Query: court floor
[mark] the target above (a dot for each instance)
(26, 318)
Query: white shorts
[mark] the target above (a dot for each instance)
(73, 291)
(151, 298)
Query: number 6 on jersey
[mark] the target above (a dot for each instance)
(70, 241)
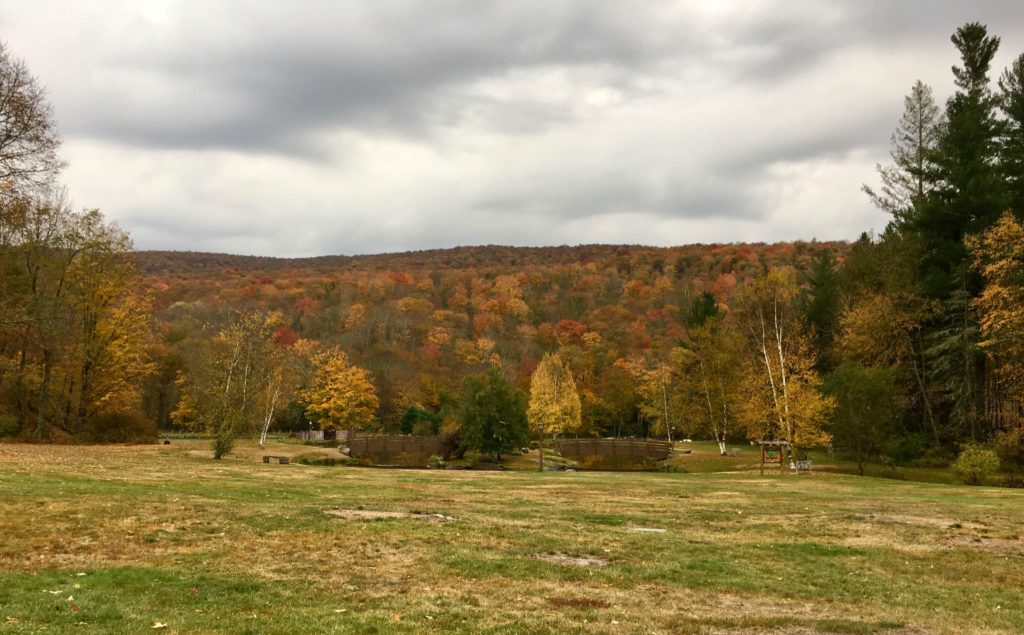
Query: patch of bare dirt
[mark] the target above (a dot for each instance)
__________________________________________________
Instructions for the task: Output the whole listing exactly. Pictures stay out.

Exercise response:
Query: court floor
[mark] the target above (a dot for each instance)
(26, 318)
Query: white shorts
[mark] the target above (a dot for each instance)
(73, 291)
(151, 298)
Query: number 6 on jersey
[mark] the target above (a dot for each instance)
(70, 241)
Query: patch of bare dirt
[mark] the target above (a dot for each instance)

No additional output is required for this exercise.